Position annotation listing:
+-------+

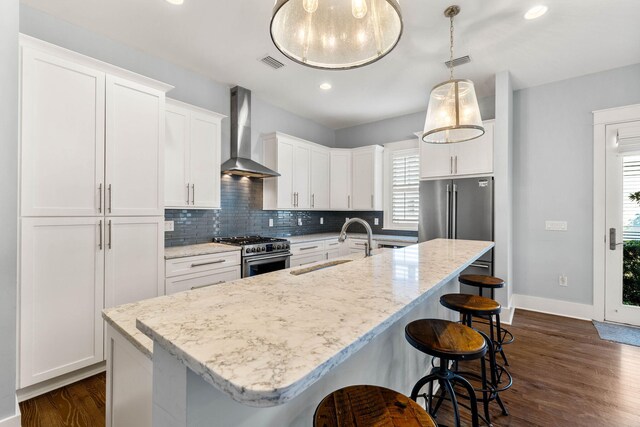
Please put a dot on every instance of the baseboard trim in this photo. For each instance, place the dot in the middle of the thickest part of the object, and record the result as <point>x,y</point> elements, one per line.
<point>58,382</point>
<point>14,420</point>
<point>552,306</point>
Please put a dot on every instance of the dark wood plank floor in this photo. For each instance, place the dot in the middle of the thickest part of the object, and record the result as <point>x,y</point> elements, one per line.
<point>564,375</point>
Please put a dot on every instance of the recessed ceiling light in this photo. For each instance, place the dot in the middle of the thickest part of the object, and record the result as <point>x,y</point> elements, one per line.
<point>536,12</point>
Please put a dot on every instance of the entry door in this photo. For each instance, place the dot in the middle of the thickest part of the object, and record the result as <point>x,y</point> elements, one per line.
<point>622,296</point>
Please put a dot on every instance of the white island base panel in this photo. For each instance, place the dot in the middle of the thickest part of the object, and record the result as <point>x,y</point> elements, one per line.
<point>182,398</point>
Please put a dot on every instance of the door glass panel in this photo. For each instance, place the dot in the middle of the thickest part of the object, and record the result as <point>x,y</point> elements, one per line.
<point>631,230</point>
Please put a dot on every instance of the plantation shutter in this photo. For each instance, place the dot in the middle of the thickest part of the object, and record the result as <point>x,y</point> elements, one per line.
<point>405,180</point>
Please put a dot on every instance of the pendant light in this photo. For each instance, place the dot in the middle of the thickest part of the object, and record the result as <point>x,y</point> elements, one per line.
<point>336,34</point>
<point>453,114</point>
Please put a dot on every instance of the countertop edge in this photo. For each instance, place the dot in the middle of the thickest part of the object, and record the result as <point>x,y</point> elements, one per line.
<point>280,396</point>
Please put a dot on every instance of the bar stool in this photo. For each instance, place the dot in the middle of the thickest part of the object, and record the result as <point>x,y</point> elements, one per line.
<point>367,405</point>
<point>449,342</point>
<point>481,282</point>
<point>474,305</point>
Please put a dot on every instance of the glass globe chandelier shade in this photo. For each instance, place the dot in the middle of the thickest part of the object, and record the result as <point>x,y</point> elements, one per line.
<point>336,34</point>
<point>453,114</point>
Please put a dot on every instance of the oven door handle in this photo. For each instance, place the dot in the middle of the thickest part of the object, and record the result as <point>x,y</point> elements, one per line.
<point>279,255</point>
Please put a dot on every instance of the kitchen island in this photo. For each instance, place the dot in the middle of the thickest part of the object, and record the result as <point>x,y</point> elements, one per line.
<point>265,350</point>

+-------+

▶ [Exercise aim] Please update everything from the start of the listing down to the line containing "<point>552,306</point>" by replacing "baseboard trim" with "skirting board" and keeping all else unchanged. Return only those lines, and leave the picture out.

▶ [Solved problem]
Please put a dot on every instance of the skirting board in this photo. For each instance, place the dot in the middle of the thickest part of the object, and record the result as <point>x,y</point> elements, one per line.
<point>58,382</point>
<point>14,420</point>
<point>552,306</point>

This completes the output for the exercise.